» **Problem requirements**: Look in the data below for the line that contains "Query: green stem". Copy that line and the remaining lines exactly.

Region segmentation data:
━━━━━━━━
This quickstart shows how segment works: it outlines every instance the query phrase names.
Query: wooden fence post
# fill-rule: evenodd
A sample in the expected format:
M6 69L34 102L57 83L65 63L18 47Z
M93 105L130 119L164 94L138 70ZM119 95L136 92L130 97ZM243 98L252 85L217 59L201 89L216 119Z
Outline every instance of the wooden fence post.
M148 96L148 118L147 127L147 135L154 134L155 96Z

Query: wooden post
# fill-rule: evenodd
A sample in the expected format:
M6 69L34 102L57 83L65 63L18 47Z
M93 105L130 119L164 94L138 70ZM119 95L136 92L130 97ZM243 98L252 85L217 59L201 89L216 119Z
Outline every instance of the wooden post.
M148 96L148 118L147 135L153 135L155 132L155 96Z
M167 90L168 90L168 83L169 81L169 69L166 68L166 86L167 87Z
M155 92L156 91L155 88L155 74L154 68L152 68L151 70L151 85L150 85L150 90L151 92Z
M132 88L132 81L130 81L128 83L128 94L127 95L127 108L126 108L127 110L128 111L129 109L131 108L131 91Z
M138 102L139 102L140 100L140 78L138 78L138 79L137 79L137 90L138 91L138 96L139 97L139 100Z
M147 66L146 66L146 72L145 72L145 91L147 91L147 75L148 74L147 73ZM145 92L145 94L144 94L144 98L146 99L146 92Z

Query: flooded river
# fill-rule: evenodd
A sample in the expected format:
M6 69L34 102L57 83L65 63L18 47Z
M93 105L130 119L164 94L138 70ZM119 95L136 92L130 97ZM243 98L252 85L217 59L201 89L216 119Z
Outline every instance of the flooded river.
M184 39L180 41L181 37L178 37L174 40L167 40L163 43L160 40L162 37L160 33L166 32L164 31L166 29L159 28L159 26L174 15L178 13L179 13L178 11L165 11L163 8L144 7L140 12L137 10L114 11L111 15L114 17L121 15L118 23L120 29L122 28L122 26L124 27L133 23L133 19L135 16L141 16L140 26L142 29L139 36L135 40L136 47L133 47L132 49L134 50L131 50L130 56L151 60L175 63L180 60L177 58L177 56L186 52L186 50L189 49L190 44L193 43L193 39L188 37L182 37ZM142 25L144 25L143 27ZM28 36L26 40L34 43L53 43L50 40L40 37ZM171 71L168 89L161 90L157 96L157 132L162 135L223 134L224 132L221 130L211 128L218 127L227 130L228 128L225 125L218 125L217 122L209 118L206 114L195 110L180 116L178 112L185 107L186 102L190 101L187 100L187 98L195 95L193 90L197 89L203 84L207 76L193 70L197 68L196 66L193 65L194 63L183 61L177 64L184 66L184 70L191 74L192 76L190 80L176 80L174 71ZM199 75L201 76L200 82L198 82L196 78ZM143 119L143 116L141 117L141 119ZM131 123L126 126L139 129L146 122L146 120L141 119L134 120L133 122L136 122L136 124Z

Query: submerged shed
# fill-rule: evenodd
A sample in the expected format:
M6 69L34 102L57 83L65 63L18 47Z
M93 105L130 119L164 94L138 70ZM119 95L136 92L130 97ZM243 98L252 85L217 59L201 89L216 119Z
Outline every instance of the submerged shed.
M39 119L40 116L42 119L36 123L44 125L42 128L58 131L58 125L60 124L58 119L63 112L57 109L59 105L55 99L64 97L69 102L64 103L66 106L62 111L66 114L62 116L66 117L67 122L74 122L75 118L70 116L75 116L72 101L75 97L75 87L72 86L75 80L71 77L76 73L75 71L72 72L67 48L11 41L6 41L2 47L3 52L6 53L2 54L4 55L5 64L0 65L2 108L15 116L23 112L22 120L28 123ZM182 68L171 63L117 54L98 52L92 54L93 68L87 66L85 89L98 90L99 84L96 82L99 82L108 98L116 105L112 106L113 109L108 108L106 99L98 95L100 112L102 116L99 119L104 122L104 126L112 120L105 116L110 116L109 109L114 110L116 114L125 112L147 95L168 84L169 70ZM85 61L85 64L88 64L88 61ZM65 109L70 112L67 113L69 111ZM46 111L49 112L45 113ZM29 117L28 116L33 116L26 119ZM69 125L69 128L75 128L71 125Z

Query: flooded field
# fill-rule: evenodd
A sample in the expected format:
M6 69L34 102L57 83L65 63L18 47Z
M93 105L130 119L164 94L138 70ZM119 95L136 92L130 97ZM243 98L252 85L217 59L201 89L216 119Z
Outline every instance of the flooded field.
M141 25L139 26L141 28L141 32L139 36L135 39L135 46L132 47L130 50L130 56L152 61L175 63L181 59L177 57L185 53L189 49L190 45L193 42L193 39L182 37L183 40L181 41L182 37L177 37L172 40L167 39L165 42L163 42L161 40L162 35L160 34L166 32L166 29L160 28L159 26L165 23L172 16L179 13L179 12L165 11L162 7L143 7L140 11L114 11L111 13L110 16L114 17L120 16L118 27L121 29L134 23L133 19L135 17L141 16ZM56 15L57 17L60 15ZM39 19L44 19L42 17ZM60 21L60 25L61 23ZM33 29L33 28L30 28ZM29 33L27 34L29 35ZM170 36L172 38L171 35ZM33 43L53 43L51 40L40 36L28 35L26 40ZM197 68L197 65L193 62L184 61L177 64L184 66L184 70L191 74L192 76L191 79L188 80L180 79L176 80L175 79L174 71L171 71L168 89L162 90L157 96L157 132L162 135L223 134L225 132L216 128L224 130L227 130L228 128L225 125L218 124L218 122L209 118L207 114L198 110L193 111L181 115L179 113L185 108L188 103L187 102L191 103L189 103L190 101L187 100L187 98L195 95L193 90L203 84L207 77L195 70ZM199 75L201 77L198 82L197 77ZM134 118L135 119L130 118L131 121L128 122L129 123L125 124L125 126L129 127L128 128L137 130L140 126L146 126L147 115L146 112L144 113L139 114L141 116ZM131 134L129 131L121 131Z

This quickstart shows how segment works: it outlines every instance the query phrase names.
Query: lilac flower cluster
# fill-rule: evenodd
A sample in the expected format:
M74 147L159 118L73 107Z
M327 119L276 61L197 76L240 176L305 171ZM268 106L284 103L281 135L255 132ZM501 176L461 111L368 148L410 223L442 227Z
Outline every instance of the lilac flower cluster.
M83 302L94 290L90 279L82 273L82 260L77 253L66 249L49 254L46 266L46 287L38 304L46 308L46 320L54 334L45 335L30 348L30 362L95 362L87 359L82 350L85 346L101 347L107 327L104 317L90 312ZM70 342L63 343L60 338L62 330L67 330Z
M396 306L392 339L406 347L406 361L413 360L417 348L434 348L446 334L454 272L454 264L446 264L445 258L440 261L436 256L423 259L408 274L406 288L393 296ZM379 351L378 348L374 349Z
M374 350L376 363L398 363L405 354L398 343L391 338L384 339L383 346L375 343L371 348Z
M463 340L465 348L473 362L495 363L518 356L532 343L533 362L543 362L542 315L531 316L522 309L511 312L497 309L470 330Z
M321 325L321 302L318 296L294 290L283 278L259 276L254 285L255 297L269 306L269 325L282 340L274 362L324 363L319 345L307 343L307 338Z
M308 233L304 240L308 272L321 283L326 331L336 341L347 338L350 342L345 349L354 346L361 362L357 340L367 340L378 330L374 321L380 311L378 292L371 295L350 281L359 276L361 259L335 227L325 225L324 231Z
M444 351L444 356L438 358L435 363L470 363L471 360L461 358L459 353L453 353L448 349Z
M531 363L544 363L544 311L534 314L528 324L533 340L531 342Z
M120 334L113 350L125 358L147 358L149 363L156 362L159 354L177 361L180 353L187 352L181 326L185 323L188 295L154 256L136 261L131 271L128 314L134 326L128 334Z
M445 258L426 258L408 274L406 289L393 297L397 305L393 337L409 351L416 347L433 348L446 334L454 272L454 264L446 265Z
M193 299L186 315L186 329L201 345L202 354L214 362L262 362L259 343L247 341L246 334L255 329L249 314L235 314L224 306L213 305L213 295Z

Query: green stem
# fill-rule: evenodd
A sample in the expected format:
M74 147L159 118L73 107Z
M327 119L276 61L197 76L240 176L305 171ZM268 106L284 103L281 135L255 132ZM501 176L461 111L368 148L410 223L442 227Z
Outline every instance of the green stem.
━━━━━━━━
» **Solution to this exercise**:
Query: green stem
# fill-rule: evenodd
A sample in the expected format:
M74 147L159 118L73 107Z
M327 119L276 61L197 76L240 176L305 171ZM268 106L284 103L281 135L255 132ZM501 176L461 111L368 148L410 223L442 227Z
Outline every instance of the green stem.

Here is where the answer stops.